— Start Text extract —

The one-piece work overall arrived in 1891-1916, in tough cotton or in linen, to fit over a shirt or vest and trousers. (The cloth cap began to spread through the working class, and some women wore them too. )
In the beginning of the 20th century, coveralls came in as protective garments for mechanics in the USA.
Women wore overalls in factories in England during the First World War in 1916.
Rules were implemented in match factories: "Suitable overalls are required for all workers employed in the phosphorus process, except for people who only put the matches in boxes".
In the 1930s, overalls were used as comfortable children's clothes.
After W.W.II, many athletes also utilised the advantages of overalls.
Overalls have sometimes been items of fashion, in the 1960s and 1970s. By analogy with protective clothing, technical students started wearing overalls to specific events in Sweden and later in Finland, and later the practice spread to all students.
Consequently the fashion world began to sell one-piece overalls as high-quality leisure wear. Ski-overalls were and still are especially popular.
Several years ago there was a time when boiler suits were very fashionable, especially jeans-type coveralls.
These are trousers with an attached front patch covering the chest and with attached galluses or suspenders (also called braces in the England) which go over the shoulders. Often people use the word "overall" for the bib type garment only and not for a boilersuit. In the U.S, boilersuits area also called "coveralls" to distiguish them from the bib-type overall.
Bib overalls are usually made of blue denim and often have riveted pockets, similar to those on blue jeans. Bib overalls have long been associated with rural men in the U.S. South and Midwest, especially farmers and railroad workers. They are often worn with plaid flannel shirts, long johns or a red union suit underneath, or with a T-shirt or no shirt at all in warmer weather. These workers seldom wear neckties because of the inherent safety risk it would bring. Since the 1960s, different colors and patterns of bib overalls have been increasingly worn by young people of both sexes, often with one of the straps worn loose or unfastened along the side and under the arm.
In 1856, Levi Strauss sewed the first overalls.
In 1911 Lee also began to sew bib overalls for farmers and workers. Jeans coveralls were later also sewn.
Overalls became clearly work clothes and were reserved for this purpose for a long time.
The term "dungaree" was associated with a coarse undyed calico fabric that was produced and sold in a region near Dongari Killa (also called Fort George) in Bombay (now Mumbai) in India. The cloth was cheap and often poorly woven. As such, it was used by the poorer classes for clothing and by various navies as a sail cloth. Sailors often re-used old sails to make clothes. In time, the name of the cloth came to also mean an item of clothing made out of it.
In British English such a bib type overalls are usually called a pair of dungarees.
In the U.S., carpenter jeans are often referred to as dungarees.
Special patterns of AFV uniform were also worn beginning in the Second World War, initially black coveralls, later khaki coveralls as well as the padded "Pixie suit". Olive drab tanker's uniforms were adopted with the Combat uniform in the 1960s, including a distinctive padded jacket with angled front zip.

— End Text extract —
— Start Given entries —

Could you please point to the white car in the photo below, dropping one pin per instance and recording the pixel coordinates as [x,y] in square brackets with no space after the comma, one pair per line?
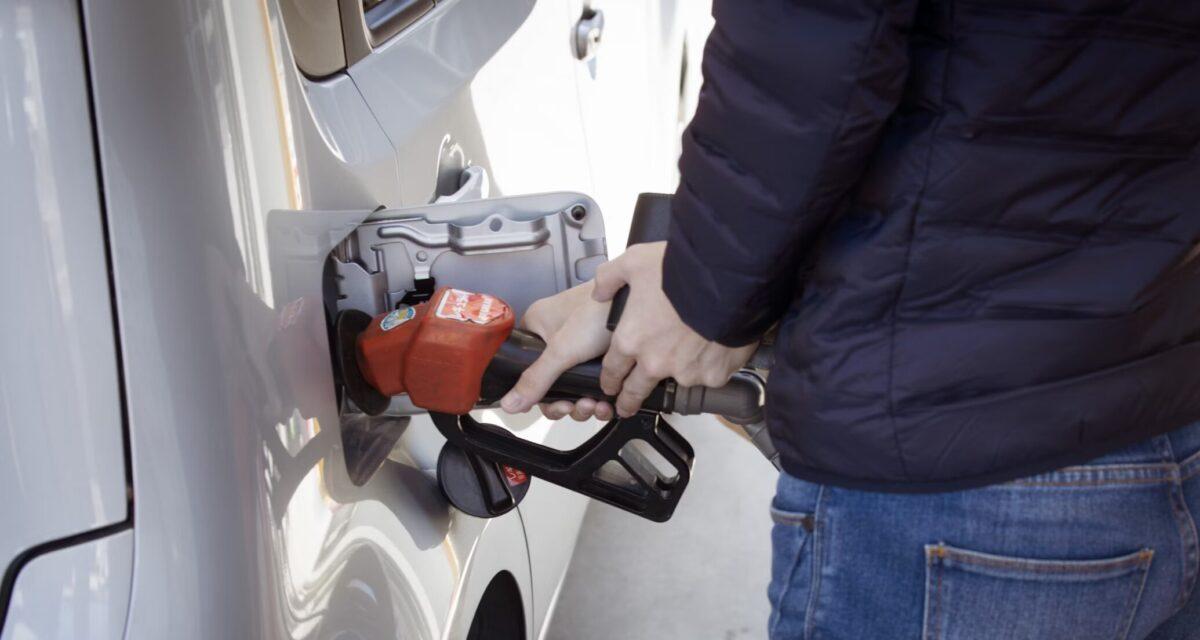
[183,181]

— End Given entries —
— Start Given entries —

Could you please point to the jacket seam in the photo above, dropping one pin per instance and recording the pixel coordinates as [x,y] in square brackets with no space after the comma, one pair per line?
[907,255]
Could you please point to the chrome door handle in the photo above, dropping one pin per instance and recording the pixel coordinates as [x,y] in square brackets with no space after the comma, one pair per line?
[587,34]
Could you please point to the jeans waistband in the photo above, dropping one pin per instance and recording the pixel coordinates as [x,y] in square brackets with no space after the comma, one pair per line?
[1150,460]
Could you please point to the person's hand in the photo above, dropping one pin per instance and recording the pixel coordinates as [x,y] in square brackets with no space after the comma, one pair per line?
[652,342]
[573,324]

— End Given entries —

**Set task**. Please answer from the overalls text: in British English, what is a bib-type overall usually called?

**Response below**. A pair of dungarees.